--- Metin alıntısı ---
■ ■ ■

Bütün gün sakin ve pek de hareket etmeden geçtiği için anlatabilecek pek bir şey yok tabiî; yine acıktık, işin özeti bu. Saat yedi buçuk, yemek yapmaya üşendik. Ne yiyebiliriz? Pizza! Yeey! Paket pizzalarımızı almak için CR’nın restoranına gidiyoruz. Pizza fırının başında, sonradan isminin Ali olduğunu öğrendiğimiz bir adam var. Sanırım Fas ya da benzer bir yerlerden gelme Ali. Eminim ki hayatınızda bu kadar hızlı ve bu kadar düzenli çalışan birini görmemişsinizdir. Restorandan gelen siparişlerin yanı sıra, aşağı yukarı on kişi civarında bir kitle de paket olarak pizza almayı bekliyor. Ali kardeşim tek başına öyle bir hızla çalışıyor ki kastettiğimi anlamak için Ali’yi görmeniz lazım. Tezgâhı temizliyor, hamurları açıyor, malzemeleri koyuyor, fırını kontrol ediyor, pişen pizzaları çıkarıyor, servise ya da paket kutularına yerleştirip kesiyor, yeni pizzaları fırına sürüyor. Tezgâhı temizliyor, hamurları açıyor, malzemeleri koyuyor, fırını kontrol ediyor, pişen pizzaları çıkarıyor, servise ya da paket kutularına yerleştirip kesiyor, yeni pizzaları fırına sürüyor. Gece yatağa yattığı zaman uyumakta zorlanmıyor olmalı.

■ ■ ■

--- Verilen bilgiler ---
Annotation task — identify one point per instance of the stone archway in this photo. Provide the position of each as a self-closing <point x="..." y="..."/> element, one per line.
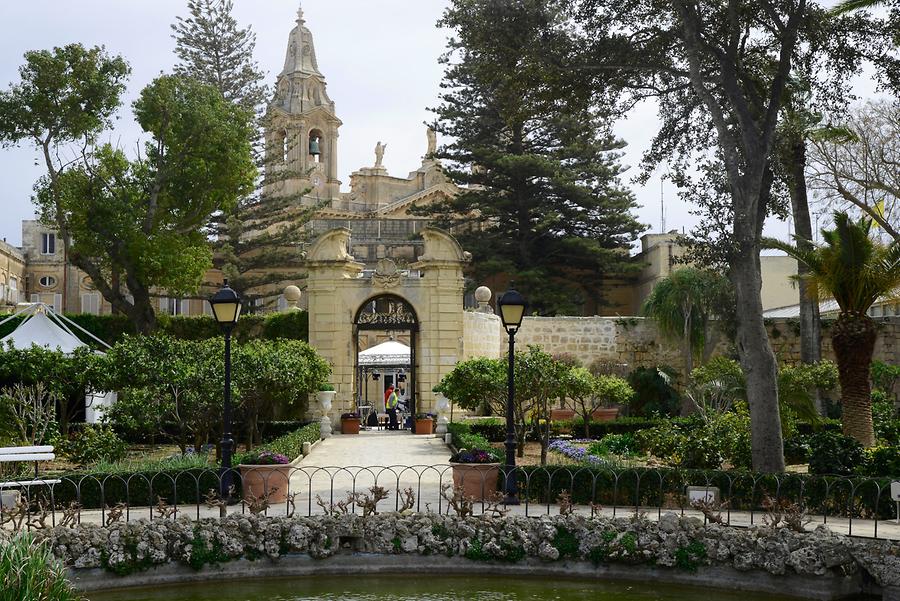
<point x="338" y="286"/>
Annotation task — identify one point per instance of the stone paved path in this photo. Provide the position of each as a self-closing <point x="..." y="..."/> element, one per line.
<point x="394" y="460"/>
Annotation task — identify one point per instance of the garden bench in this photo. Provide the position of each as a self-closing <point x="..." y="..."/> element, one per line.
<point x="35" y="454"/>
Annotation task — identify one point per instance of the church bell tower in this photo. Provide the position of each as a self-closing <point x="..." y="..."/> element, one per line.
<point x="302" y="127"/>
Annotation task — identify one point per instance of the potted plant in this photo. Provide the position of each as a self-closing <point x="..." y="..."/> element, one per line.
<point x="476" y="471"/>
<point x="325" y="396"/>
<point x="265" y="472"/>
<point x="424" y="423"/>
<point x="350" y="423"/>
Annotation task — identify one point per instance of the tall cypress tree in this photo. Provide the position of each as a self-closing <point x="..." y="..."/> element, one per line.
<point x="541" y="202"/>
<point x="258" y="245"/>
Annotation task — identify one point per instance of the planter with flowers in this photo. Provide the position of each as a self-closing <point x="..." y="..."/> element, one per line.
<point x="350" y="423"/>
<point x="477" y="472"/>
<point x="424" y="423"/>
<point x="265" y="472"/>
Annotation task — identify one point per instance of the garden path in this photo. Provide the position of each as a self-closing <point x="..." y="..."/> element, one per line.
<point x="393" y="460"/>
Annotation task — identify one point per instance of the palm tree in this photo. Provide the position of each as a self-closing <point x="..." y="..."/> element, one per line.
<point x="856" y="270"/>
<point x="683" y="304"/>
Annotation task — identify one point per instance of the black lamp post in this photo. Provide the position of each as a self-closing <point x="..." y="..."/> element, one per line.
<point x="226" y="306"/>
<point x="512" y="310"/>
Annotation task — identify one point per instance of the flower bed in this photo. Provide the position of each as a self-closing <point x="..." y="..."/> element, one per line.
<point x="672" y="542"/>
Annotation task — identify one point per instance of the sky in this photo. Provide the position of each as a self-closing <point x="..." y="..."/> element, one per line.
<point x="379" y="59"/>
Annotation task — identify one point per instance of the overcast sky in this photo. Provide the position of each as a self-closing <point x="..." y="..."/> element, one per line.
<point x="379" y="59"/>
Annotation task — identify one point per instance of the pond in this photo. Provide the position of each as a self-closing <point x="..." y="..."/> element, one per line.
<point x="420" y="588"/>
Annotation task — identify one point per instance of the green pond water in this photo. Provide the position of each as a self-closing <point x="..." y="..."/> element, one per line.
<point x="427" y="588"/>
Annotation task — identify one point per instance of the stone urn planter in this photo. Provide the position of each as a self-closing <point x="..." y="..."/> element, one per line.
<point x="259" y="480"/>
<point x="424" y="425"/>
<point x="478" y="480"/>
<point x="605" y="414"/>
<point x="350" y="424"/>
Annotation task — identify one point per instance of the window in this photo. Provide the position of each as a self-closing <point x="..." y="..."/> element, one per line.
<point x="90" y="303"/>
<point x="48" y="243"/>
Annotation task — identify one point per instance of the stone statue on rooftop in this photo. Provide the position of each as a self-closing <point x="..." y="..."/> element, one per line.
<point x="432" y="140"/>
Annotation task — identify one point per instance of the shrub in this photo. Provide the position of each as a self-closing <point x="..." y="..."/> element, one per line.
<point x="653" y="393"/>
<point x="290" y="445"/>
<point x="28" y="570"/>
<point x="885" y="418"/>
<point x="662" y="440"/>
<point x="797" y="449"/>
<point x="464" y="438"/>
<point x="615" y="444"/>
<point x="833" y="453"/>
<point x="881" y="461"/>
<point x="91" y="445"/>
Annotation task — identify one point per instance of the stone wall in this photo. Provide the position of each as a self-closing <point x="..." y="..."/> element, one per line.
<point x="483" y="335"/>
<point x="635" y="341"/>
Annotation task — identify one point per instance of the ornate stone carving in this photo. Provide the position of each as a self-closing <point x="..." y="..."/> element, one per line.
<point x="386" y="274"/>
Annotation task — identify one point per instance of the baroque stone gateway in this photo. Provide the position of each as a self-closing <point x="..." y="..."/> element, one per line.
<point x="817" y="562"/>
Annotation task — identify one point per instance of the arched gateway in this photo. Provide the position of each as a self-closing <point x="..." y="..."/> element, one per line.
<point x="421" y="306"/>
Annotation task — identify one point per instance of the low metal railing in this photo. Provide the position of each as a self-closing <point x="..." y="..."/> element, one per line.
<point x="855" y="506"/>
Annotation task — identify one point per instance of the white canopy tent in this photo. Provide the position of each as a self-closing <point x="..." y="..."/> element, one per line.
<point x="386" y="354"/>
<point x="44" y="327"/>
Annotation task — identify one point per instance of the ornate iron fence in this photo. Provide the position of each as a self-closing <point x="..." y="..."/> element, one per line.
<point x="855" y="506"/>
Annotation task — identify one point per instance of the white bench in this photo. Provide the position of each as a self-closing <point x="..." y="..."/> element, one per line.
<point x="39" y="453"/>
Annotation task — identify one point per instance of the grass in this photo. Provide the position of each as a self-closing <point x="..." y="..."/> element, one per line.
<point x="28" y="571"/>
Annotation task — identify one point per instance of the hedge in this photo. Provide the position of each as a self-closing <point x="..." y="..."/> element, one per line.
<point x="495" y="430"/>
<point x="184" y="481"/>
<point x="743" y="491"/>
<point x="110" y="328"/>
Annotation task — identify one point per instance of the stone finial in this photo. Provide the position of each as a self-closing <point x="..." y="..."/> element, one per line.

■ ■ ■

--- Yapılacak görevler ---
**a.** Metin alıntısına göre şu soruları yanıtlayın:
(i) Yemek yapmaya üşendiklerinde saat kaçtı?
(ii) Paket pizzaları almak için kimin restoranına gidiyorlar?
(iii) Paket olarak pizza almayı bekleyen kaç kişi civarında?
**b.** Metin alıntısında yazar anlatacak pek bir şey olmadığını söylüyor. Metnin verdiği gerekçeyi bir iki cümleyle açıklayın.
Bu satırlar başka bir kaynaktan alınmıştır.

--- Görev yanıtları ---
**a.**
(i) Saat yedi buçuktu.
(ii) CR'nın restoranına gidiyorlar.
(iii) Aşağı yukarı on kişi civarında.

**b.** Bütün gün sakin ve pek hareket etmeden geçmiştir. Bu yüzden anlatılacak pek bir şey yoktur.